L’écoulement rapide de l’information
Un clou chasse l’autre disait-on autrefois. Mais il y a bien longtemps que cette vision de charpentier a cédé la place à quelque chose d’infiniment plus fluide, sans laisser la trace concrète d’un clou profondément enfoncé. Désormais ce qui caractérise nos sociétés c’est la vitesse à laquelle l’information du jour chasse celle de la veille, qui a, elle-même, définitivement relégué aux oubliettes celle de l’avant-veille.
Les quelques jours passés en ont administré une preuve éclatante. L’affaire TAPIE-LAGARDE-GUÉANT-SARKOZY resurgit au détour de quelques perquisitions et, déjà Florence CASSEZ se dirige vers la sortie, alors que son retour du Mexique avait effacé la célébration du cinquantenaire du traité de l’Elysée. Des troupes françaises combattent-elles encore au Mali ? En tout cas on n’en parle plus guerre et, lorsqu’eut lieu l’attaque du site gazier d’In-Anémas, on avait même déjà assisté à un effacement des combats au Mali devant ce qui se passait dans le sud-est de l’Algérie.

______________________________

_Consigne A_
D'après le texte sur l'écoulement rapide de l'information, quelle célébration le retour de Florence Cassez du Mexique avait-il effacée ?
_Consigne B_
Prolongez le texte sur l'écoulement rapide de l'information en reprenant après sa dernière phrase.

______________________________

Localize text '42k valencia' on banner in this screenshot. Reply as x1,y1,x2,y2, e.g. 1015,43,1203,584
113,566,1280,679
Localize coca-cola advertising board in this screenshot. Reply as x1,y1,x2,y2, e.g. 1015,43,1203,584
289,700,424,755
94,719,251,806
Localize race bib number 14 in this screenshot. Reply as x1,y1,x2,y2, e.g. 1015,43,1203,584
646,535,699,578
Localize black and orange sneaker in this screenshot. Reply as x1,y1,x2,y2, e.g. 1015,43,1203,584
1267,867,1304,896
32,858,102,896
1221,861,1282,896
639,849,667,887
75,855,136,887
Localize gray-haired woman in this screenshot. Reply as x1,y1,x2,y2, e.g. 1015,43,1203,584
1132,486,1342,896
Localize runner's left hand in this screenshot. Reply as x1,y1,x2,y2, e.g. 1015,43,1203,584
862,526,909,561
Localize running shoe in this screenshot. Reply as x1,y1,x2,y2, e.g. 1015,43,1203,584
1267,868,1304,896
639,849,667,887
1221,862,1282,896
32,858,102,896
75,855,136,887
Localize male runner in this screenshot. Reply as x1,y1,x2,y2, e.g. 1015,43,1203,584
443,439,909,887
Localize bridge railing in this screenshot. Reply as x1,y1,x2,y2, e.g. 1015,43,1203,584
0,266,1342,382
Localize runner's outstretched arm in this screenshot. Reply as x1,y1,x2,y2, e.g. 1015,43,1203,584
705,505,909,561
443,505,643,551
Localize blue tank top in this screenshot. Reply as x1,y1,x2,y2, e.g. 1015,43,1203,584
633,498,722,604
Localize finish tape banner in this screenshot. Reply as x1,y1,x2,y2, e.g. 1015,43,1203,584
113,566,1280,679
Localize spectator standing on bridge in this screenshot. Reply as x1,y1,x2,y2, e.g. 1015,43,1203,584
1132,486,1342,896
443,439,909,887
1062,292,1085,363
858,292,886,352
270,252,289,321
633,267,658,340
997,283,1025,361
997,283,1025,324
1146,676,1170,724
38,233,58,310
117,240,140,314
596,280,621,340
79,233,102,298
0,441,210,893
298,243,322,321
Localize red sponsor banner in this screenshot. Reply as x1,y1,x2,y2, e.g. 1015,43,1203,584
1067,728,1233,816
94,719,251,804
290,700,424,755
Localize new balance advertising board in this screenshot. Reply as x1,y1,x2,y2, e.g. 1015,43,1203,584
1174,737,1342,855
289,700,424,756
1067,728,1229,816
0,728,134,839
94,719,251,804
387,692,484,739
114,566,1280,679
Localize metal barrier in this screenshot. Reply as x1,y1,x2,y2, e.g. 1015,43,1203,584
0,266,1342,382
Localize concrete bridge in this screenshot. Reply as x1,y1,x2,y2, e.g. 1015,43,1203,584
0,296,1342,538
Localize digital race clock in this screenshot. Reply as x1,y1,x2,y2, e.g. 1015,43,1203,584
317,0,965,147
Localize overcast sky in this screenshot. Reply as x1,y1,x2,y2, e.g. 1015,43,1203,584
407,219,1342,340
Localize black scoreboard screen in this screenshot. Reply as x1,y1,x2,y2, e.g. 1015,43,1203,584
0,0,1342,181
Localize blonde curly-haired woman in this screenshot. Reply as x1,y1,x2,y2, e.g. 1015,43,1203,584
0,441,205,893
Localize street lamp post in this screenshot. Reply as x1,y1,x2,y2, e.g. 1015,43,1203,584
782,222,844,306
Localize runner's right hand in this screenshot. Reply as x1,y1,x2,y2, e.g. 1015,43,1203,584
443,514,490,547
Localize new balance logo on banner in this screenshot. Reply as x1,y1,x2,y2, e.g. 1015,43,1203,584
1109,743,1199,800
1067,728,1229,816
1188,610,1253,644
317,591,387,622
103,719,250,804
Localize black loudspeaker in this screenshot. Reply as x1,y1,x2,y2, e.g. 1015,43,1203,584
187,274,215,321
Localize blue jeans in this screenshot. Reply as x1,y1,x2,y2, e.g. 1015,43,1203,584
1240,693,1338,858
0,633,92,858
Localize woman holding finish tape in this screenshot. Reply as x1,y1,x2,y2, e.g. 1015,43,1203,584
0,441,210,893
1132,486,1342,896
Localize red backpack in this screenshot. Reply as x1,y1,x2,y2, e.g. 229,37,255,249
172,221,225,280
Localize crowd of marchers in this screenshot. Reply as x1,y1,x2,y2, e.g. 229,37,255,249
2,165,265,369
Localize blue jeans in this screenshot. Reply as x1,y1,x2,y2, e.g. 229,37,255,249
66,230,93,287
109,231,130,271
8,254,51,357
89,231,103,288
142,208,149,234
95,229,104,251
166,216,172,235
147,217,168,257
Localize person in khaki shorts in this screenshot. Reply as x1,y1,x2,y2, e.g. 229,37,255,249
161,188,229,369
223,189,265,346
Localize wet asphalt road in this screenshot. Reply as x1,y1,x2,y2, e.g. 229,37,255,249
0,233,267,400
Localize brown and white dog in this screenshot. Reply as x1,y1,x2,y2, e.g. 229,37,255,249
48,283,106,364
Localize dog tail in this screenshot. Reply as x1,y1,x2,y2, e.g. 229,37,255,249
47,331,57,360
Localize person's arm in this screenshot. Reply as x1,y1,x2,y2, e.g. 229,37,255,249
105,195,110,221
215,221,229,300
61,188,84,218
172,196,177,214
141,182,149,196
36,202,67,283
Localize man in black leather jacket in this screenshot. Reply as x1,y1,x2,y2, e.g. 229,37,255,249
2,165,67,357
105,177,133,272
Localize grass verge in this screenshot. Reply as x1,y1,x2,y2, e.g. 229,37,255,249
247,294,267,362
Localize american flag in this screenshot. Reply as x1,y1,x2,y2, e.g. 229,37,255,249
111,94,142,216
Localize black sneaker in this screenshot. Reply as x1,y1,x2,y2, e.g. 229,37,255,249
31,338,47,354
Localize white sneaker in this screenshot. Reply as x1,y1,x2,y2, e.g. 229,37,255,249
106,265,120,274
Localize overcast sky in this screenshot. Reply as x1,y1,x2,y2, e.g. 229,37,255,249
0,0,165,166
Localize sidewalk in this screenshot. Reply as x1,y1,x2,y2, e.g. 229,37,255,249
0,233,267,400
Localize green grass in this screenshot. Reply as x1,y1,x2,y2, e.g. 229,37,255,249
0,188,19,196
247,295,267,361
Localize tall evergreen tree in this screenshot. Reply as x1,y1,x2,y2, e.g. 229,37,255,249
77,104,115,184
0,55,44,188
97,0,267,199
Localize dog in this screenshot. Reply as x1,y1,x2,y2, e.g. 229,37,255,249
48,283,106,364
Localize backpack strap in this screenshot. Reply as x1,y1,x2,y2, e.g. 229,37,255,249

______________________________

_Résultat A_
Celle du cinquantenaire du traité de l’Elysée.

_Résultat B_
Ceci est-il seulement le fait des médias et de leur besoin économique d’attiser toujours l’attention par du neuf, du frais, du saignant, pour conserver le chaland ?
N’est-ce pas aussi le reflet d’une sorte d’incapacité du public à s‘intéresser à plusieurs sujets à la fois ?
Sous l’ère SARKOZY ont vit bien, en tout cas, l’usage systématique du rapide effacement des informations, avec un Président de la République qui occupait régulièrement le devant de la scène en entraînant tout un peuple à des passions paroxystiques durant quelques jours, puis passait à autre chose dès que la flamme semblait prête de s’éteindre. Il « gouverna » ainsi durant cinq ans, mais, notons-le, ne fut pas reconduit dans ses fonctions. Serait-ce parce qu’il nous avait tellement habitué au changement, qu’il était devenu le dernier élément du décor à changer ?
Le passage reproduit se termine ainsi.